◆ Soal yang Dikerjakan ◆
Tolong tuliskan kembali bagian bacaan tentang film After Last Season di bawah ini, seluruhnya mulai dari "After Last Season 2009: Eksperimen" terus sampai "teman sekelas mereka.", tanpa mengubah satu kata pun.

◆ Bacaan yang Ditampilkan ◆
= = = =

After Last Season 2009: Eksperimen Telepati Mahasiswa
"After Last Season" adalah film drama fiksi ilmiah Amerika tahun 2009 yang membawa pemirsa pada perjalanan menakjubkan ke dunia misteri dan intrik. Ditulis, disutradarai, diproduksi, dan diambil gambarnya oleh Mark Region, film ini mengikuti kisah dua mahasiswa kedokteran, yang diperankan oleh Jason Kulas dan Peggy McClellan, yang memulai upaya untuk mengungkap identitas seorang pembunuh misterius yang meneror teman sekelas mereka.
Poster film After Last Season 2009 - oleh Wikipedia |
Inti dari film ini adalah penggunaan mikrochip saraf eksperimental, yang mendorong para protagonis ke dalam penyelidikan berisiko tinggi.
Sinopsis:
Sarah dan Matthew mendapati dirinya terlibat dalam kisah membingungkan dengan latar belakang sebuah universitas yang melakukan eksperimen ilmiah. Saat magang, mereka menemukan serangkaian pembunuhan yang mengganggu kampus mereka dan memutuskan untuk menyelidikinya. Berbekal alat penghubung pikiran, mereka secara tidak sengaja menghubungkan kesadaran mereka dan terjerat dalam intrik jahat si pembunuh di kampus itu.
Pemeran:
- Jason Kulas sebagai Matthew Andrews
- Peggy McClellan sebagai Sarah Austin
- Scott Winters sebagai Dr
- Casey McDougal sebagai Anne Plaven
- Joan-Marie Dewsnap sebagai Haley Marlen
Plot film ini bertentangan dengan naratif tradisional, menawarkan pengalaman nyata dan terputus-putus yang ditandai dengan tindakan karakter yang membingungkan dan kejadian yang tidak dapat dijelaskan. Pemirsa terombang-ambing dalam lautan peristiwa yang tidak dapat dijelaskan, dengan perubahan lokasi dan percakapan tidak masuk akal yang menandai alur cerita yang membingungkan.

= = = =

(Catatan dataset)
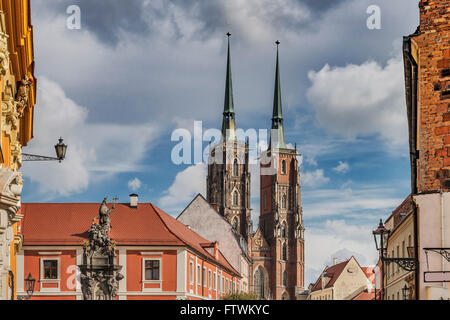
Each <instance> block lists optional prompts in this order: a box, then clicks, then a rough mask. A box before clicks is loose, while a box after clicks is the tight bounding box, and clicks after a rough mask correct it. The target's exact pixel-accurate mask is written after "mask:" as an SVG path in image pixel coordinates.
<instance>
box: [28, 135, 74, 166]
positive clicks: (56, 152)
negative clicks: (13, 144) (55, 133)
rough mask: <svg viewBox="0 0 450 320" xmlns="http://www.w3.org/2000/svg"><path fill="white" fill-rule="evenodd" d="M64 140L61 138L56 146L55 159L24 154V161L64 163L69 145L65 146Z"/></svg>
mask: <svg viewBox="0 0 450 320" xmlns="http://www.w3.org/2000/svg"><path fill="white" fill-rule="evenodd" d="M63 141H64V140H63V138H59V140H58V143H57V144H56V145H55V152H56V158H55V157H47V156H40V155H36V154H29V153H22V161H59V162H60V163H61V161H63V160H64V159H65V158H66V151H67V145H66V144H64V142H63Z"/></svg>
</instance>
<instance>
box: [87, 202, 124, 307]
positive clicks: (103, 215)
mask: <svg viewBox="0 0 450 320" xmlns="http://www.w3.org/2000/svg"><path fill="white" fill-rule="evenodd" d="M107 201H108V198H105V199H103V201H102V203H101V205H100V208H99V215H98V217H96V218H94V219H92V220H94V221H95V222H94V223H93V224H92V225H91V227H90V228H89V231H88V233H89V241H86V242H85V244H84V252H83V264H82V265H80V266H79V267H80V270H81V275H80V280H81V290H82V292H83V298H84V300H113V299H114V298H115V297H116V296H117V294H118V290H119V281H120V280H122V279H123V275H121V274H120V273H119V271H120V270H121V269H122V266H120V265H117V264H115V260H116V259H115V257H116V254H115V250H114V247H115V241H114V240H112V239H111V237H110V233H109V232H110V228H111V212H112V211H113V210H114V209H115V207H116V201H117V197H116V198H114V202H113V205H112V207H111V208H108V206H107Z"/></svg>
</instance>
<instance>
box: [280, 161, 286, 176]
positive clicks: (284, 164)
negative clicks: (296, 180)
mask: <svg viewBox="0 0 450 320" xmlns="http://www.w3.org/2000/svg"><path fill="white" fill-rule="evenodd" d="M281 174H286V160H282V161H281Z"/></svg>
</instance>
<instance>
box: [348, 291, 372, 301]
mask: <svg viewBox="0 0 450 320" xmlns="http://www.w3.org/2000/svg"><path fill="white" fill-rule="evenodd" d="M374 299H375V291H374V290H372V292H371V293H368V292H367V290H365V291H363V292H361V293H360V294H358V295H357V296H356V297H354V298H353V299H352V300H374Z"/></svg>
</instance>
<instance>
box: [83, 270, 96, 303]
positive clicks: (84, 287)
mask: <svg viewBox="0 0 450 320" xmlns="http://www.w3.org/2000/svg"><path fill="white" fill-rule="evenodd" d="M80 279H81V291H82V292H83V299H84V300H92V289H93V286H94V279H92V277H91V276H89V275H85V274H83V273H81V274H80Z"/></svg>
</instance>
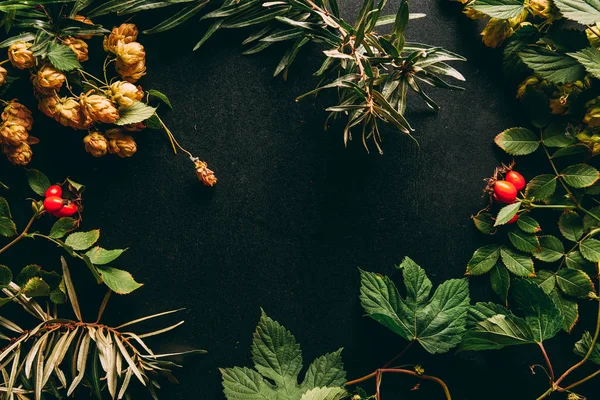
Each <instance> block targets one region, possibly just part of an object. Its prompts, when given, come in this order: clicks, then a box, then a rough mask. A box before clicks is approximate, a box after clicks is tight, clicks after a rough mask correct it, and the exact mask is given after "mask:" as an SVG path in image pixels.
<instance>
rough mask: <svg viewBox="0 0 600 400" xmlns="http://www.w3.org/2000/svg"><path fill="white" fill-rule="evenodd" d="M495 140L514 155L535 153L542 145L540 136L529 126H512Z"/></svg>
mask: <svg viewBox="0 0 600 400" xmlns="http://www.w3.org/2000/svg"><path fill="white" fill-rule="evenodd" d="M494 142H496V144H497V145H498V146H499V147H500V148H501V149H502V150H504V151H505V152H507V153H508V154H510V155H512V156H523V155H526V154H530V153H533V152H534V151H536V150H537V148H538V147H539V145H540V140H539V139H538V137H537V136H536V135H535V133H533V132H532V131H530V130H529V129H527V128H510V129H507V130H505V131H504V132H501V133H500V134H498V136H496V138H495V139H494Z"/></svg>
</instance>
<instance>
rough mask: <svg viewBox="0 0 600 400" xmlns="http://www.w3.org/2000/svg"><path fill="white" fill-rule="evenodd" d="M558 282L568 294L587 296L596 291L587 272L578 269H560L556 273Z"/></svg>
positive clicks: (557, 282)
mask: <svg viewBox="0 0 600 400" xmlns="http://www.w3.org/2000/svg"><path fill="white" fill-rule="evenodd" d="M556 283H557V285H558V287H559V288H560V290H561V291H562V292H563V293H564V294H566V295H568V296H573V297H579V298H586V297H588V295H589V294H590V293H594V284H593V283H592V280H591V279H590V277H589V276H588V275H587V274H586V273H585V272H583V271H581V270H578V269H570V268H562V269H559V270H558V272H557V273H556Z"/></svg>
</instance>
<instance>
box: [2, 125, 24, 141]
mask: <svg viewBox="0 0 600 400" xmlns="http://www.w3.org/2000/svg"><path fill="white" fill-rule="evenodd" d="M0 137H2V143H4V144H10V145H13V146H17V145H19V144H20V143H23V142H26V141H27V138H28V137H29V133H27V129H25V128H24V127H23V126H22V125H17V124H12V123H10V122H5V123H4V124H2V127H1V128H0Z"/></svg>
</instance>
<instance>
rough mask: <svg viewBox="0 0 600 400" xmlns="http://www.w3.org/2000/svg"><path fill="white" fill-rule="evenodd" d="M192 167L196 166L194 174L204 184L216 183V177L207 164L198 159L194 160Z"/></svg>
mask: <svg viewBox="0 0 600 400" xmlns="http://www.w3.org/2000/svg"><path fill="white" fill-rule="evenodd" d="M194 167H195V168H196V176H197V177H198V179H199V180H200V182H202V184H204V185H205V186H214V185H215V184H216V183H217V177H216V176H215V173H214V172H213V171H211V170H210V169H208V164H207V163H205V162H204V161H200V160H198V159H196V160H194Z"/></svg>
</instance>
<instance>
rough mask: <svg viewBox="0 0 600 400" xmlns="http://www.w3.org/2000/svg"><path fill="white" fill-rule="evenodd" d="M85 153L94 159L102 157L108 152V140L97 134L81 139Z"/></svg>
mask: <svg viewBox="0 0 600 400" xmlns="http://www.w3.org/2000/svg"><path fill="white" fill-rule="evenodd" d="M83 144H84V145H85V151H87V152H88V153H90V154H91V155H92V156H94V157H102V156H104V155H106V153H107V152H108V140H107V139H106V137H104V135H102V134H101V133H99V132H92V133H90V134H89V135H87V136H86V137H84V138H83Z"/></svg>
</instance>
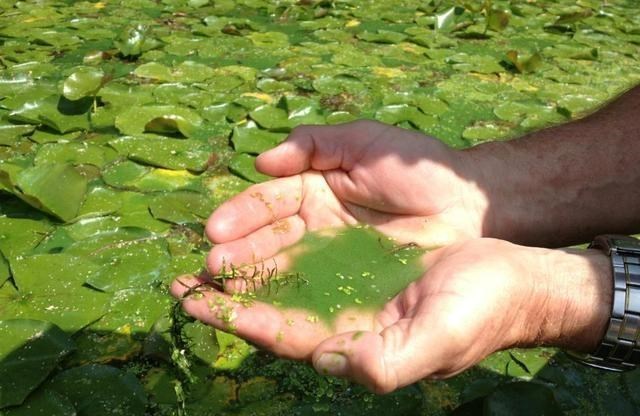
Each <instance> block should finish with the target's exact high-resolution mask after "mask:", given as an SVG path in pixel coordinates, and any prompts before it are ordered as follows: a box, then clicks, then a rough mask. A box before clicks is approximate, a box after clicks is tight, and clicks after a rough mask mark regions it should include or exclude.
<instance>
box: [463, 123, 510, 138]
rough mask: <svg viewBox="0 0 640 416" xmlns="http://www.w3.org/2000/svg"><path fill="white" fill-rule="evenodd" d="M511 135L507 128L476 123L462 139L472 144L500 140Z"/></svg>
mask: <svg viewBox="0 0 640 416" xmlns="http://www.w3.org/2000/svg"><path fill="white" fill-rule="evenodd" d="M509 135H510V130H509V128H508V127H507V126H504V125H500V124H497V123H491V122H479V123H476V124H475V125H473V126H469V127H467V128H466V129H464V131H463V132H462V137H464V138H465V139H467V140H469V141H471V142H472V143H477V142H484V141H489V140H500V139H504V138H507V137H509Z"/></svg>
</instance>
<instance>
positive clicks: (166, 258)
mask: <svg viewBox="0 0 640 416" xmlns="http://www.w3.org/2000/svg"><path fill="white" fill-rule="evenodd" d="M87 258H88V259H89V260H91V261H92V262H93V263H95V264H97V265H99V266H100V268H99V269H97V270H96V271H95V272H94V273H92V274H91V275H90V276H88V277H87V279H86V284H88V285H89V286H91V287H93V288H96V289H98V290H101V291H103V292H114V291H116V290H121V289H130V288H135V287H137V288H148V287H150V286H153V285H157V284H158V283H160V282H161V280H162V278H163V272H164V268H165V267H166V266H167V265H168V264H169V260H170V257H169V252H168V246H167V242H166V240H164V239H162V238H154V237H150V238H143V239H140V240H131V241H123V242H119V243H115V244H111V245H106V246H104V247H102V248H101V249H98V250H96V251H94V252H93V253H91V254H90V255H89V256H88V257H87Z"/></svg>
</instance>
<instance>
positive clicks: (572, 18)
mask: <svg viewBox="0 0 640 416" xmlns="http://www.w3.org/2000/svg"><path fill="white" fill-rule="evenodd" d="M592 14H593V12H592V11H591V9H582V10H580V11H577V12H570V13H564V14H561V15H560V16H558V18H557V19H556V21H555V22H554V25H567V24H571V23H575V22H578V21H580V20H583V19H586V18H587V17H591V15H592Z"/></svg>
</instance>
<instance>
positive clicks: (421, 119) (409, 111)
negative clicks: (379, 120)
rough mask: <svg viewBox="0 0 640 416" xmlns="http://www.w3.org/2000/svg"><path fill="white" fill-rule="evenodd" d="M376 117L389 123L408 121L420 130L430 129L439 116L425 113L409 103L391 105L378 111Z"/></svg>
mask: <svg viewBox="0 0 640 416" xmlns="http://www.w3.org/2000/svg"><path fill="white" fill-rule="evenodd" d="M376 119H378V120H380V121H382V122H383V123H387V124H399V123H402V122H403V121H408V122H410V123H411V124H413V125H414V126H415V127H416V128H418V129H420V130H428V129H429V128H431V127H433V126H435V125H436V123H437V122H438V119H437V117H435V116H433V115H429V114H424V113H423V112H421V111H420V110H418V109H417V108H416V107H413V106H409V105H407V104H400V105H390V106H387V107H383V108H381V109H380V110H379V111H378V112H377V113H376Z"/></svg>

= = = =

◆ Tempat Jawaban ◆
After Last Season 2009: Eksperimen Telepati Mahasiswa
"After Last Season" adalah film drama fiksi ilmiah Amerika tahun 2009 yang membawa pemirsa pada perjalanan menakjubkan ke dunia misteri dan intrik. Ditulis, disutradarai, diproduksi, dan diambil gambarnya oleh Mark Region, film ini mengikuti kisah dua mahasiswa kedokteran, yang diperankan oleh Jason Kulas dan Peggy McClellan, yang memulai upaya untuk mengungkap identitas seorang pembunuh misterius yang meneror teman sekelas mereka.